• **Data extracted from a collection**
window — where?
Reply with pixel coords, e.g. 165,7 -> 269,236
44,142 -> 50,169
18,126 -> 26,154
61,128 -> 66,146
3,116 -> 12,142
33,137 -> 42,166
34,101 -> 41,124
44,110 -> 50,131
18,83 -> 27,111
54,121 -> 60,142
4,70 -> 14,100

• **GIVEN TASK**
Write out every line of the material again, including the request lines, and add -83 to each number in the pixel coordinates given as answers. Leave the request lines unchanged.

• **EXERCISE ANSWER**
window — where?
Reply with pixel coords, e.g. 165,7 -> 269,236
-39,59 -> -33,86
-65,43 -> -57,71
-22,45 -> -17,63
-80,33 -> -71,59
-50,54 -> -41,83
-49,18 -> -42,41
-39,27 -> -33,48
-65,0 -> -56,28
-29,38 -> -23,59
-79,-13 -> -69,17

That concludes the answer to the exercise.